*Work to do*. Which lines in the items below contain the string "boot"? Copy each of them, matching case exactly.

Pointing dataset items:
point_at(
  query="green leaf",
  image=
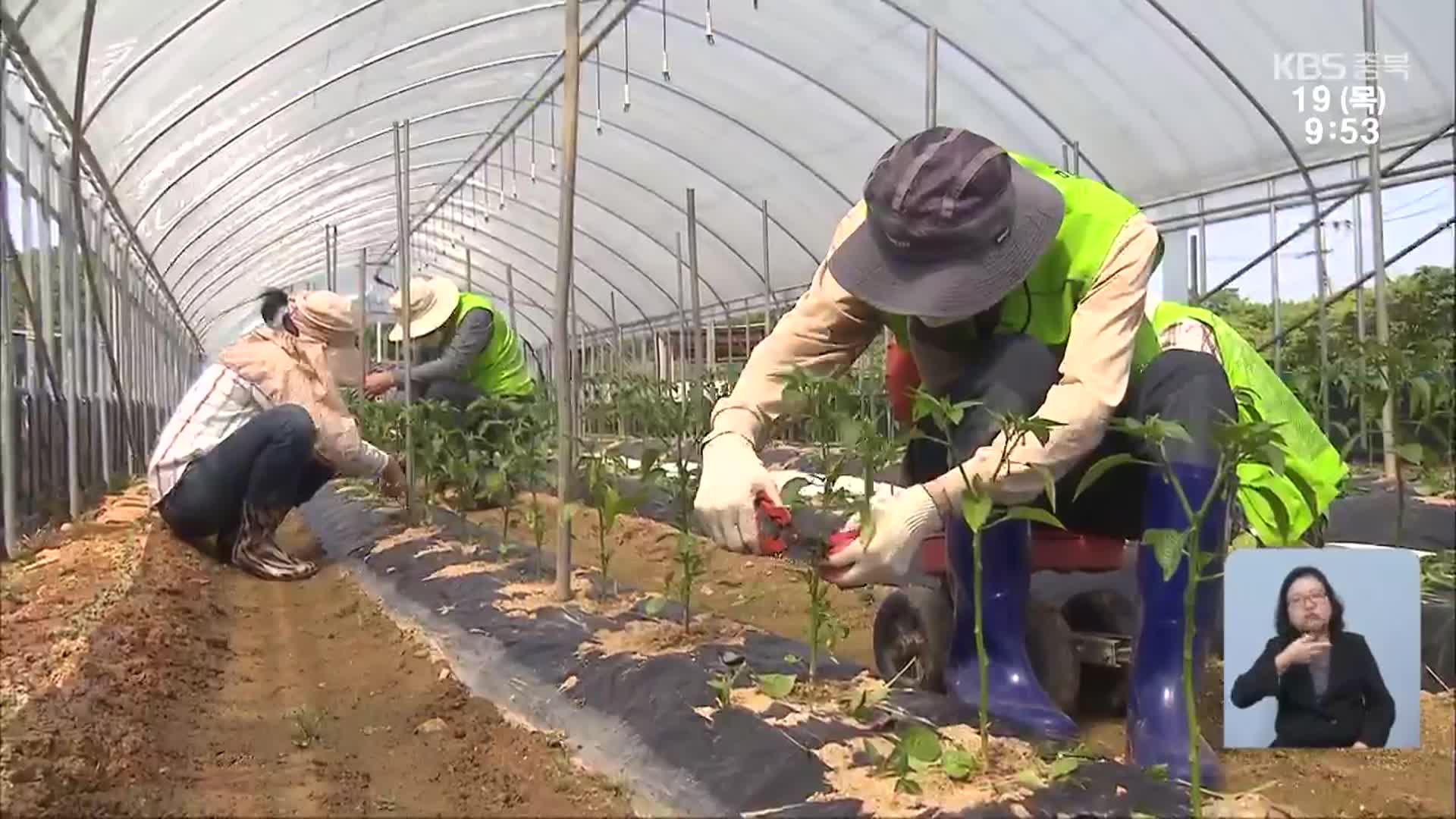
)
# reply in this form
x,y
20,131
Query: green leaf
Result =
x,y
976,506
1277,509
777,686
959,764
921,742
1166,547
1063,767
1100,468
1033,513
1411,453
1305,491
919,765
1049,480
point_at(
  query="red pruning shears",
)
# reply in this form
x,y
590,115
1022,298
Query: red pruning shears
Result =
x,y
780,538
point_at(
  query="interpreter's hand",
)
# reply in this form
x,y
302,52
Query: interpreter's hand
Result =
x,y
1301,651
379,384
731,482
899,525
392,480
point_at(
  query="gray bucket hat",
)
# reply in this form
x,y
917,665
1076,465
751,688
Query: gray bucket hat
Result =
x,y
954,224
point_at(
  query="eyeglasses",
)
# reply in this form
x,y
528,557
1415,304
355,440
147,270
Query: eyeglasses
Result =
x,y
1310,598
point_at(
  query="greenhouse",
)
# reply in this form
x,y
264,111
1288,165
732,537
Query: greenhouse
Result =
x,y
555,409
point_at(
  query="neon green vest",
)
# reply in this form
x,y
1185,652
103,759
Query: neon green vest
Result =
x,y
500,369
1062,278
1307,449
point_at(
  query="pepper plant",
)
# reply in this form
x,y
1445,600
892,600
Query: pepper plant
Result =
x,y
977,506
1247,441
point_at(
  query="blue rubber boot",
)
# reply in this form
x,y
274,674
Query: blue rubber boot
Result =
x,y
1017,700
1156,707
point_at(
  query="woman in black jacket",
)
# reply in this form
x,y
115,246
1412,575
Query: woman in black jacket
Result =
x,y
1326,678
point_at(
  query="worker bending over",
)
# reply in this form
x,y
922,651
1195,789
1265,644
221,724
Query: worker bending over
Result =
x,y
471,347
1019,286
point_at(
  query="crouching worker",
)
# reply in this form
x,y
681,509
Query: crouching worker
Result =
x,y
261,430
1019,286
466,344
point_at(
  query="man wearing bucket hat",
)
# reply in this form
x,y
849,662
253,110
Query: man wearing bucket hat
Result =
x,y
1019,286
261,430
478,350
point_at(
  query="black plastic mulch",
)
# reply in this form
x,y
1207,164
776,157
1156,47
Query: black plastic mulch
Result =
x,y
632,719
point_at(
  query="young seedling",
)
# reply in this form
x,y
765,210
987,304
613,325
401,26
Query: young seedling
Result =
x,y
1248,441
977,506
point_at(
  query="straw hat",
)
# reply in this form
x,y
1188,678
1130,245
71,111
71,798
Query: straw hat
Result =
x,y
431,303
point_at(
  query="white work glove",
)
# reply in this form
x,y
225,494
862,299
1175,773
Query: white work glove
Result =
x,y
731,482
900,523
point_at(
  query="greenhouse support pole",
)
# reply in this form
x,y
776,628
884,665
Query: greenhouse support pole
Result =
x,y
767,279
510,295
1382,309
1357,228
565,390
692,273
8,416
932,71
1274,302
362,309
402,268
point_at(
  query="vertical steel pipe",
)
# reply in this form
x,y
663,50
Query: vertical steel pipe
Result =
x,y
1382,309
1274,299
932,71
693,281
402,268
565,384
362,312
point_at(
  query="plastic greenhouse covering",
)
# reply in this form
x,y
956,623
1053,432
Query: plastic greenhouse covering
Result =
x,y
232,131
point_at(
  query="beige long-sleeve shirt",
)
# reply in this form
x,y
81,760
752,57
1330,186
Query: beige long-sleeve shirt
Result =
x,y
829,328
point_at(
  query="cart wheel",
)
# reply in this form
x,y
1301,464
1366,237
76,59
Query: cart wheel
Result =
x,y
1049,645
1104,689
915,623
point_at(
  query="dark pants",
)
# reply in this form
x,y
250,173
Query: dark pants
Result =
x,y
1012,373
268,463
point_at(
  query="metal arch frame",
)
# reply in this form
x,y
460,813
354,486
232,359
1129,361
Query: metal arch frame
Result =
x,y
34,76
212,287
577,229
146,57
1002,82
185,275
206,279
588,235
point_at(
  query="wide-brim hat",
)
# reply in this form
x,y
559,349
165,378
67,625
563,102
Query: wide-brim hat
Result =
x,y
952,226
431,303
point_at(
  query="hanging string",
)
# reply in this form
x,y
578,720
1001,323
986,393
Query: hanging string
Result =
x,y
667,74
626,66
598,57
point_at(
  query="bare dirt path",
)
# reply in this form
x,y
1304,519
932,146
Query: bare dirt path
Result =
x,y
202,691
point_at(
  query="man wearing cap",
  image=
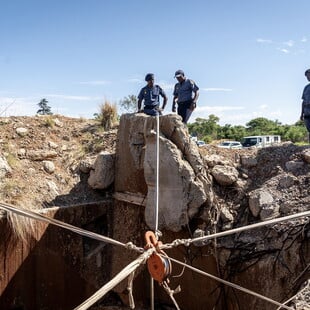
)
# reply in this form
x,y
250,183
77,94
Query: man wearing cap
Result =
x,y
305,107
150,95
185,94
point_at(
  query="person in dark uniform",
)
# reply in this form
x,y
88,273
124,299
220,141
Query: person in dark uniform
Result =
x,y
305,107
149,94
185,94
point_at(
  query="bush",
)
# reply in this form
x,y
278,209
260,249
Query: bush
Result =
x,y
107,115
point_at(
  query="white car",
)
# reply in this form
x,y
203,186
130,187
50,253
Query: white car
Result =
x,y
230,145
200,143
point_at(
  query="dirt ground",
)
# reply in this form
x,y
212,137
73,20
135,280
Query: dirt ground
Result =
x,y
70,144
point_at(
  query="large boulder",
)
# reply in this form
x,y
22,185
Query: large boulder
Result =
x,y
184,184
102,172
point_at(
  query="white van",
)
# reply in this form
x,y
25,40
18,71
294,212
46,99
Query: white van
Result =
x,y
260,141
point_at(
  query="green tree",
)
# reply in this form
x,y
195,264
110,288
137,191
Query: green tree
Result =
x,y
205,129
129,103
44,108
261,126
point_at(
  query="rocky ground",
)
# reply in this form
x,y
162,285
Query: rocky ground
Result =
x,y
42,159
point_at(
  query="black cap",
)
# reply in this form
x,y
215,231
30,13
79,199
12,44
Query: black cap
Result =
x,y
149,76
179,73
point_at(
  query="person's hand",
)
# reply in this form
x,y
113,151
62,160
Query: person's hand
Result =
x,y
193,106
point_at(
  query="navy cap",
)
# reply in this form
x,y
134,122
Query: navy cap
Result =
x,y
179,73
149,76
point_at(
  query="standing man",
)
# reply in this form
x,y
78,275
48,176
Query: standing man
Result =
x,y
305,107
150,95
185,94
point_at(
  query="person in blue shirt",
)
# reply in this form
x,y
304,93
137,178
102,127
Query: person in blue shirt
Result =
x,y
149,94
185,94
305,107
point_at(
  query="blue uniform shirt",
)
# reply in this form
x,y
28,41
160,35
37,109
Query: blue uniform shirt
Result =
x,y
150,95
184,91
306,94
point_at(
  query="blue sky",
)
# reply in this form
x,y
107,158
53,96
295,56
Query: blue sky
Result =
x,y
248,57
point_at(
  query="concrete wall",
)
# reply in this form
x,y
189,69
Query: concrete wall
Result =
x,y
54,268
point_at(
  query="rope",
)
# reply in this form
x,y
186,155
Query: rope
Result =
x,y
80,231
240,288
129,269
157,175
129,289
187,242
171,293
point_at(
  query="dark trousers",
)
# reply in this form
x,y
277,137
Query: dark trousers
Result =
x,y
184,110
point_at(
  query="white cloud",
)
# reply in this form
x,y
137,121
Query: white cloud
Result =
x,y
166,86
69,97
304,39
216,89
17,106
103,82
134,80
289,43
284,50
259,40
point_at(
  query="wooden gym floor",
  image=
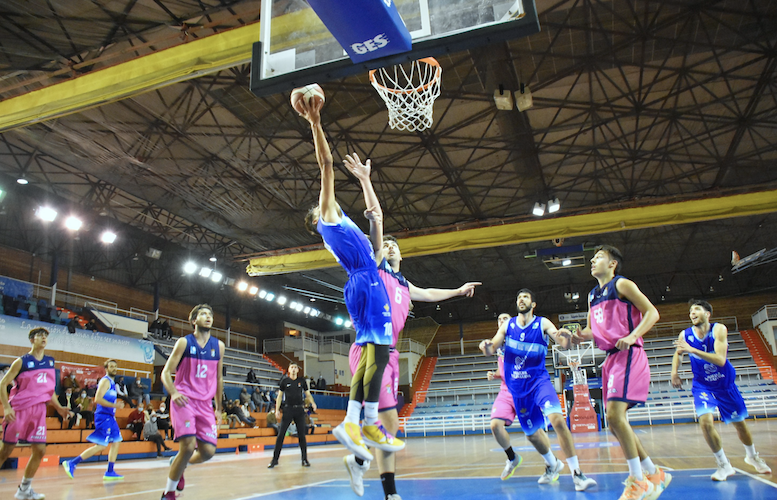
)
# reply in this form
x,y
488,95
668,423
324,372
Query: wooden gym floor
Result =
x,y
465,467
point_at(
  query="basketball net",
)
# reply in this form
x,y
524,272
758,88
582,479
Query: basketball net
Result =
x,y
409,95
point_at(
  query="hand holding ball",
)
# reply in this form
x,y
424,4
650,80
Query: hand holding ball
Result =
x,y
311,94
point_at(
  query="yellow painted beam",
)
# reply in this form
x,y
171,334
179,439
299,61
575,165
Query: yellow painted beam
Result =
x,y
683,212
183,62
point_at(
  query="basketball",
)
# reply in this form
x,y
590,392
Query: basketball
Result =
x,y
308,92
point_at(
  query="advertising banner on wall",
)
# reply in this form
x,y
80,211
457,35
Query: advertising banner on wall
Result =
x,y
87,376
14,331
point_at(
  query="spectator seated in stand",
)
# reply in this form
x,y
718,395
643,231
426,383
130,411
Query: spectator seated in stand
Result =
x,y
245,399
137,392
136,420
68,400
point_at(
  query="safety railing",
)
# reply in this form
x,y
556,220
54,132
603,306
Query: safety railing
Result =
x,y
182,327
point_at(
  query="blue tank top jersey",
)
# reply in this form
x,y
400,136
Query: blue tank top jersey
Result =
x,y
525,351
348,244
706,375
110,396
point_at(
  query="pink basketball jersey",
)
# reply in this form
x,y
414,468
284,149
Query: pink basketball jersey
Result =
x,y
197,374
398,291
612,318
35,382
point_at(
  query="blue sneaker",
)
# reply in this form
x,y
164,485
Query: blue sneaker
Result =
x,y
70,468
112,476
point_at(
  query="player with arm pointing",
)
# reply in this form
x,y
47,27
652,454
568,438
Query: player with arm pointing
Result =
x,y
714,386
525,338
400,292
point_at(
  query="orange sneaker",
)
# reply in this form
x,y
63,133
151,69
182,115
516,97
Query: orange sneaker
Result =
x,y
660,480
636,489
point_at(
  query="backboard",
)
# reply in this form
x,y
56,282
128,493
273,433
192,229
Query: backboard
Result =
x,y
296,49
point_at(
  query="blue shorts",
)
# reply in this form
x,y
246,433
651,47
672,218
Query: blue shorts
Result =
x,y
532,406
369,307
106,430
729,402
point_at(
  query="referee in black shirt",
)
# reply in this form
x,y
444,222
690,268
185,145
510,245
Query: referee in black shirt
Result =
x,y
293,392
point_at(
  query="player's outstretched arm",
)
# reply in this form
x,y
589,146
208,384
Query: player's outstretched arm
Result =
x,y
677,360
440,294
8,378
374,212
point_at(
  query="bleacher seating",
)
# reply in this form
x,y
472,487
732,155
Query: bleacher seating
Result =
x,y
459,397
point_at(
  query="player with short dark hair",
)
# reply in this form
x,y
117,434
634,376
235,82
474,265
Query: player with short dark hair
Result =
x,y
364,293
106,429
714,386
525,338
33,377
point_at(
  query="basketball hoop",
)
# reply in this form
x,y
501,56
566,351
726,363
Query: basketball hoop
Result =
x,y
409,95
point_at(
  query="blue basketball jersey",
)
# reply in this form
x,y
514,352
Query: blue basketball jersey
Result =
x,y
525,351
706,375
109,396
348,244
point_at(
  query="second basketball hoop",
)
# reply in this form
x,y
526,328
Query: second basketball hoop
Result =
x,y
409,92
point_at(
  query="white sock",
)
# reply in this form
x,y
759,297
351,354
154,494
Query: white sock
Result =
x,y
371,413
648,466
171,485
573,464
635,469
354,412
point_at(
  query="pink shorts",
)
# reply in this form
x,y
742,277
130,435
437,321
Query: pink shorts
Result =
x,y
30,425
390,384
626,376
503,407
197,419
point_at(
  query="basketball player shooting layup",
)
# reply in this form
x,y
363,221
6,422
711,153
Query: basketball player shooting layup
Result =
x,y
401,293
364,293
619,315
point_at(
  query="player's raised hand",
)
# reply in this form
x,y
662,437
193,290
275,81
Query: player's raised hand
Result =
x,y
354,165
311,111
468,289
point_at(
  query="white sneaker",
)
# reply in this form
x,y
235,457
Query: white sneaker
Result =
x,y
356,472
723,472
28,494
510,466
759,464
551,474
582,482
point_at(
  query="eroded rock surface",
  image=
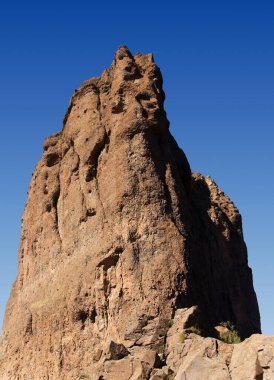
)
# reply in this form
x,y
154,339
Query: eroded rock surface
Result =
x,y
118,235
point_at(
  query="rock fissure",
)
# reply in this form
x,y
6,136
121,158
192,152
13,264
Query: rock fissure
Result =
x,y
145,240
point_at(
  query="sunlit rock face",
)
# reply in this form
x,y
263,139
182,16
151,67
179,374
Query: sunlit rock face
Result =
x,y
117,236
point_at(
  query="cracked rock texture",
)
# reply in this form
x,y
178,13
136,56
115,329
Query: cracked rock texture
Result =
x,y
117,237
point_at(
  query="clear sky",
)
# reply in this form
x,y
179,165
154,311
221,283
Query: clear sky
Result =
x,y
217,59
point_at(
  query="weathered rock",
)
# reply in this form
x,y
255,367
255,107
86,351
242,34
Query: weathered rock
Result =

*Finished exercise*.
  query="blue rubber boot",
Query: blue rubber boot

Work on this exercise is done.